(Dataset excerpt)
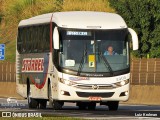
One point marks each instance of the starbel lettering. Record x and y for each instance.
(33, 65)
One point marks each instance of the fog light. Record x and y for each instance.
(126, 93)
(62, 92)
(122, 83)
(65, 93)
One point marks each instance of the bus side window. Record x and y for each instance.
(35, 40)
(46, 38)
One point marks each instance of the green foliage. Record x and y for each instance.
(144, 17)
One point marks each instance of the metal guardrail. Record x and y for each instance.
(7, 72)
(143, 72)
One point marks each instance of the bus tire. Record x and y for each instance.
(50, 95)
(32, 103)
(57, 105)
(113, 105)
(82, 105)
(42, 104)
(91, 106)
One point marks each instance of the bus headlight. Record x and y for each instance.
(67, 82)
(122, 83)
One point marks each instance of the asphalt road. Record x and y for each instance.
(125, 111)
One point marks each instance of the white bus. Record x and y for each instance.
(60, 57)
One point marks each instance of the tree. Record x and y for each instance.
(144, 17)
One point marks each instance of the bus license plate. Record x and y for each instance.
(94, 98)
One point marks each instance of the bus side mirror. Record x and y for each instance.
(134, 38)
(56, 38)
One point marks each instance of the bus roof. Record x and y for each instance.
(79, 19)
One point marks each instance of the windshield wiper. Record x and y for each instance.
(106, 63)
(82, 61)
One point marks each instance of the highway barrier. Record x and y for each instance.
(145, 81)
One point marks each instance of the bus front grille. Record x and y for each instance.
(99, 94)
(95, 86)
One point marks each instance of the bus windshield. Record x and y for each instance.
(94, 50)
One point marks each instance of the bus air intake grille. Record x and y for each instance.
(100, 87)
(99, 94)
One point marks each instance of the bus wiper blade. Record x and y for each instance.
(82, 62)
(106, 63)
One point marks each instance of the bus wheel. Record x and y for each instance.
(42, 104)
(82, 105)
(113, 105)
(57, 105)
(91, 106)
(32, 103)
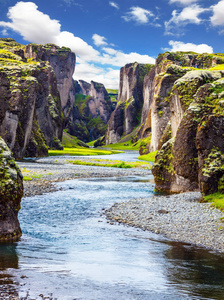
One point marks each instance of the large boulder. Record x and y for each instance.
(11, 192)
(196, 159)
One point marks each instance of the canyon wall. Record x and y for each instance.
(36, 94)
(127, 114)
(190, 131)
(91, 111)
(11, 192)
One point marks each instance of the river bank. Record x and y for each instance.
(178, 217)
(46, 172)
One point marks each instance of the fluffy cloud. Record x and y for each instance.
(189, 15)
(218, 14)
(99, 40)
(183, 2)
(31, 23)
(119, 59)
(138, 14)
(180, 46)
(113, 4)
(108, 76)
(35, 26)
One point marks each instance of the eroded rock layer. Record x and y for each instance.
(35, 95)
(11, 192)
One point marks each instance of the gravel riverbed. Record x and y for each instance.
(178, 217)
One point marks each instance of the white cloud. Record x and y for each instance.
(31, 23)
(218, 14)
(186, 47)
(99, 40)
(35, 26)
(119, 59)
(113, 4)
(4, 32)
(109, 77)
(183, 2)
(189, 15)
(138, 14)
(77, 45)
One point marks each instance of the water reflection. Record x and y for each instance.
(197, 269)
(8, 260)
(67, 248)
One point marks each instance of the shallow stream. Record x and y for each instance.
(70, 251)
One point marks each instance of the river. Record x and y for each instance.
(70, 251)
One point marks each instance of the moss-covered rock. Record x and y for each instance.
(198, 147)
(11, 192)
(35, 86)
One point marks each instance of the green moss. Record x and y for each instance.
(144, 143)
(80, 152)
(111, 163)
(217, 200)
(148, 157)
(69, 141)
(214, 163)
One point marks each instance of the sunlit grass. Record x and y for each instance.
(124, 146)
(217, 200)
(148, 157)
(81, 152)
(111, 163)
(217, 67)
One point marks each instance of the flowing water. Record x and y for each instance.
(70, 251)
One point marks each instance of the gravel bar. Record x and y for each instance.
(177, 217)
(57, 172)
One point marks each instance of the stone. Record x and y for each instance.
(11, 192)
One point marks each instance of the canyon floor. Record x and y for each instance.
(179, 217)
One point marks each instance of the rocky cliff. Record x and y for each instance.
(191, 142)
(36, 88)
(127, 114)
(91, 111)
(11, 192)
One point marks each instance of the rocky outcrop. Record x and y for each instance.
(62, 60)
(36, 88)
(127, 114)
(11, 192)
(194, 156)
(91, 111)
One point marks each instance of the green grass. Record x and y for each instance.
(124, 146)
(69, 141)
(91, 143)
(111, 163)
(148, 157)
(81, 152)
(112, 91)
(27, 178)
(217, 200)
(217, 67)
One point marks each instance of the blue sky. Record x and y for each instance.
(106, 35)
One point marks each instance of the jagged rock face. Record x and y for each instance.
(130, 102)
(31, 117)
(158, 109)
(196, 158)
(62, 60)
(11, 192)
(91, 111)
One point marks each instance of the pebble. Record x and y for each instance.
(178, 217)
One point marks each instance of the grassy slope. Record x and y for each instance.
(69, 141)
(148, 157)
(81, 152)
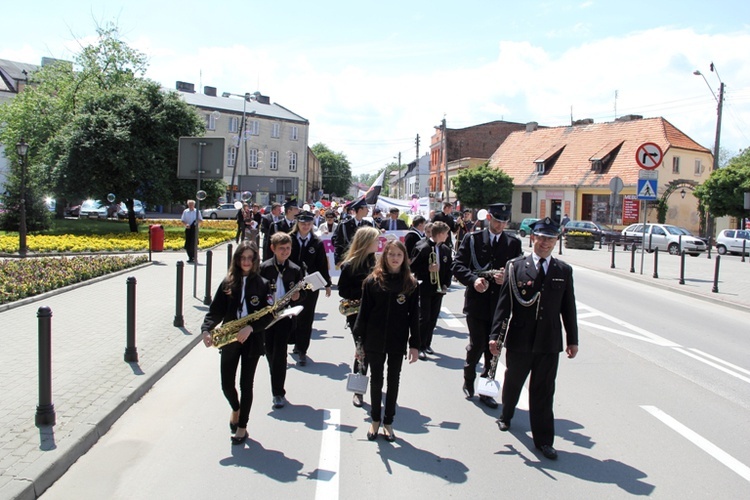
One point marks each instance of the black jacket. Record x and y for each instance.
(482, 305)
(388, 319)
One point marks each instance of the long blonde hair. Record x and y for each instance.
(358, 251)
==
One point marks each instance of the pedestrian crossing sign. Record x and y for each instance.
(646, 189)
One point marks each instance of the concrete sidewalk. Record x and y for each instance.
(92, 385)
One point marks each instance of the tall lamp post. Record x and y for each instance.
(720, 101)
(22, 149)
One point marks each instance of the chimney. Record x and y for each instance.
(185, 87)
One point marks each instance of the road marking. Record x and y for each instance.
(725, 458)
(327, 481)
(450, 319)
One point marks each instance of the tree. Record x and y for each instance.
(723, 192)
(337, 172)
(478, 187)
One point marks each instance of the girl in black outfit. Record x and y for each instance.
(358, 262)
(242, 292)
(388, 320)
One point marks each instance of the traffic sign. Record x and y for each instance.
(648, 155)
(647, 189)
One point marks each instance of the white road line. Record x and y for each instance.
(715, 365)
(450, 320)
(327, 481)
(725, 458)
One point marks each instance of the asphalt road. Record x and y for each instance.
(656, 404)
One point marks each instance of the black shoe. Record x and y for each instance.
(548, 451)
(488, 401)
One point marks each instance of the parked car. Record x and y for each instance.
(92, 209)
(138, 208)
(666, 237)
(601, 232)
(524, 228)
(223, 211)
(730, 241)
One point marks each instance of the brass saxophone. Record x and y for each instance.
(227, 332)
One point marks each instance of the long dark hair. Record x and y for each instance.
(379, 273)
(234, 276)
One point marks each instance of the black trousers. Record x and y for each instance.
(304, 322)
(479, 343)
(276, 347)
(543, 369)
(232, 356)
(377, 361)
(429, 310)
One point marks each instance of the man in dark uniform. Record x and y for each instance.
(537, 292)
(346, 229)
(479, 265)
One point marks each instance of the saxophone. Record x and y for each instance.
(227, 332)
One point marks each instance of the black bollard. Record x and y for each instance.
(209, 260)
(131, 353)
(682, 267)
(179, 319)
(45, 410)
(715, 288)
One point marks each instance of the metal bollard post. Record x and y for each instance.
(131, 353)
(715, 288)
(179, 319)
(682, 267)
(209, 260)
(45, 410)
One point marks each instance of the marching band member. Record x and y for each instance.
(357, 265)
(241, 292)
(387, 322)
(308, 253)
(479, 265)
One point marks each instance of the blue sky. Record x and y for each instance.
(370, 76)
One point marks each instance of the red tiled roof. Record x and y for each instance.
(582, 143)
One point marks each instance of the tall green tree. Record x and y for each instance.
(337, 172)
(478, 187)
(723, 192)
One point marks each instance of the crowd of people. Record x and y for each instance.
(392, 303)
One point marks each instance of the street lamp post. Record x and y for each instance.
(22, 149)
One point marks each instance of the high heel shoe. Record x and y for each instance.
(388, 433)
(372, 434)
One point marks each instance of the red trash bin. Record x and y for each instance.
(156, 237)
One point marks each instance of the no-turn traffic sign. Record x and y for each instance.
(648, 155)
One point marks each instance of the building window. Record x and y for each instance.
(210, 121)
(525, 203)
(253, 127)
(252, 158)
---
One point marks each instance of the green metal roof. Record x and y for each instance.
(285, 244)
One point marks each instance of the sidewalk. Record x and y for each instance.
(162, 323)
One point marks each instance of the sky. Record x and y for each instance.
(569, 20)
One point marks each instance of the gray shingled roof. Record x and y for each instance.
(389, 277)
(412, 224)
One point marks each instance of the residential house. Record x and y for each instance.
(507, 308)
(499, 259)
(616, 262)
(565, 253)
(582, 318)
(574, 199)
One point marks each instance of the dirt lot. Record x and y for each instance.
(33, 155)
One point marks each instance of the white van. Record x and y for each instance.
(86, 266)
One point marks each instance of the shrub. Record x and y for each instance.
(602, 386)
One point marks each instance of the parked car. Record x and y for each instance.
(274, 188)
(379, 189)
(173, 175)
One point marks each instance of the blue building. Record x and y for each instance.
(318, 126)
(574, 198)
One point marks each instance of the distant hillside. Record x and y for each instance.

_Exercise brief_:
Could you copy the records above verbatim, from the line containing "One point marks each instance of the blue building." through the line containing "One point marks each instance of the distant", with both of those lines included?

_Answer to this exercise_:
One point marks each instance of the blue building. Record x and y for each instance.
(318, 126)
(574, 198)
One point marks each instance of the distant hillside. Record x and y for each instance.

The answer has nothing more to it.